_Task requirements_
Could you render the lines below as a Markdown table with a "Number" column for the row number and a "Text" column for the line? Skip blank lines, include every other line, and leave the pictures out of your answer.

(Saved entries)
■ ■ ■ ■ ■ ■ ■
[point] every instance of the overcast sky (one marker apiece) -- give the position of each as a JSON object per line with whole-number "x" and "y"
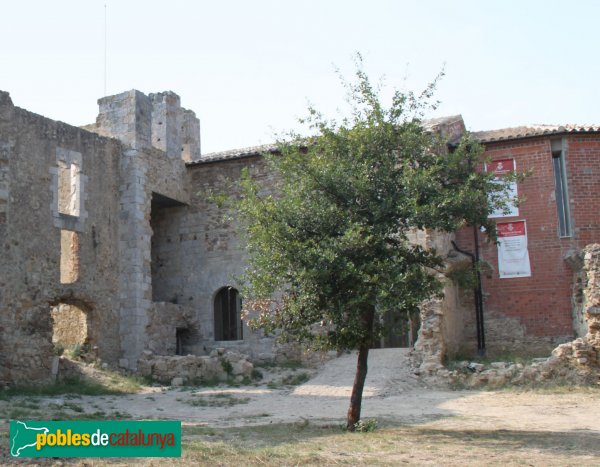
{"x": 248, "y": 68}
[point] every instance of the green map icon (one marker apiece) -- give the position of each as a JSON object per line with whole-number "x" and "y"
{"x": 23, "y": 437}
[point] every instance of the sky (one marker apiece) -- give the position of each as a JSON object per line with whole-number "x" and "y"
{"x": 250, "y": 68}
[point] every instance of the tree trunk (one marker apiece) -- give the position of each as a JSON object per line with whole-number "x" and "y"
{"x": 361, "y": 372}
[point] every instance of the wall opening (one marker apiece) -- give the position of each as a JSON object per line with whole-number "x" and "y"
{"x": 227, "y": 312}
{"x": 69, "y": 257}
{"x": 165, "y": 252}
{"x": 68, "y": 188}
{"x": 561, "y": 191}
{"x": 69, "y": 328}
{"x": 400, "y": 331}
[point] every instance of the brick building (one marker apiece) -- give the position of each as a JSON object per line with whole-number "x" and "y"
{"x": 108, "y": 228}
{"x": 561, "y": 210}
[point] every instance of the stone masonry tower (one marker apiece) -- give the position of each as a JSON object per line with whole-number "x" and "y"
{"x": 158, "y": 136}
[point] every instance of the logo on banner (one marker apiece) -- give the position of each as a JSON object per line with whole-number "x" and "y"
{"x": 34, "y": 438}
{"x": 513, "y": 253}
{"x": 500, "y": 169}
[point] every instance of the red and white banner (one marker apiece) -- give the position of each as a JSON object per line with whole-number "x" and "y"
{"x": 513, "y": 255}
{"x": 501, "y": 168}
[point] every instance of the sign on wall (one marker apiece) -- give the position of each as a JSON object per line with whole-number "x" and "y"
{"x": 513, "y": 255}
{"x": 501, "y": 168}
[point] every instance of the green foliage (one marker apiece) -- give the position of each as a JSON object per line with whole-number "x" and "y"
{"x": 333, "y": 243}
{"x": 365, "y": 426}
{"x": 227, "y": 367}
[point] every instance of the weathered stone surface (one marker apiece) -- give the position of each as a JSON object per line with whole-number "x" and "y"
■ ■ ■ ■ ■ ■ ■
_Exercise response_
| Number | Text |
|---|---|
| 1 | [point] every instance of the overcast sky (one marker apiece) -- give the position of each as a JSON object per line with whole-number "x" and "y" |
| 2 | {"x": 248, "y": 68} |
| 3 | [point] every instance of the green map icon (one marker apiece) -- give the position of each as a JSON object per line with whole-number "x" and "y" |
| 4 | {"x": 23, "y": 437} |
| 5 | [point] every instance of the sky (one marker apiece) -- give the position of each as a JSON object per line with whole-number "x" and "y" |
| 6 | {"x": 250, "y": 68} |
| 7 | [point] every instance of the tree trunk (one marker apiece) -- give the position of each as a JSON object per line with whole-number "x" and "y" |
| 8 | {"x": 361, "y": 372} |
| 9 | [point] every instance of the wall opening (one marker apiece) -- give the position of each as a JSON object per line with whole-number "x" and "y" |
| 10 | {"x": 227, "y": 312} |
| 11 | {"x": 69, "y": 257} |
| 12 | {"x": 165, "y": 252} |
| 13 | {"x": 68, "y": 188} |
| 14 | {"x": 561, "y": 191} |
| 15 | {"x": 69, "y": 328} |
| 16 | {"x": 400, "y": 331} |
| 17 | [point] every instance of the brick building (one marker apiece) -- give the position of each as a JSON object per line with whole-number "x" and "y" |
| 18 | {"x": 108, "y": 228} |
| 19 | {"x": 561, "y": 210} |
| 20 | [point] every instance of the stone masonry tower (one marker apiece) -- give the position of each as a JSON object per line with whole-number "x" and "y" |
| 21 | {"x": 158, "y": 136} |
| 22 | [point] every instance of the logo on banner (one marker apiece) -- give the position of each as a JSON object per line with whole-number "x" and "y" |
| 23 | {"x": 34, "y": 438} |
| 24 | {"x": 513, "y": 253} |
| 25 | {"x": 500, "y": 169} |
| 26 | [point] every instance of the red and white banner (one marker apiece) -- give the position of each as a JSON object per line with whole-number "x" and "y" |
| 27 | {"x": 513, "y": 255} |
| 28 | {"x": 501, "y": 168} |
| 29 | [point] every instance of the sign on wall (one marker apiece) -- give the position of each as a JSON object per line with whole-number "x" and "y" |
| 30 | {"x": 513, "y": 255} |
| 31 | {"x": 501, "y": 168} |
| 32 | [point] every instance of the green foliage (one marker apiece) -- give the position of each as a JSON object per line with whole-number "x" and "y" |
| 33 | {"x": 333, "y": 243} |
| 34 | {"x": 365, "y": 426} |
| 35 | {"x": 227, "y": 367} |
| 36 | [point] every instance of the weathered stone surface (one marker apiece) -- give the position of each as a JSON object per line with whole-number "x" and "y" |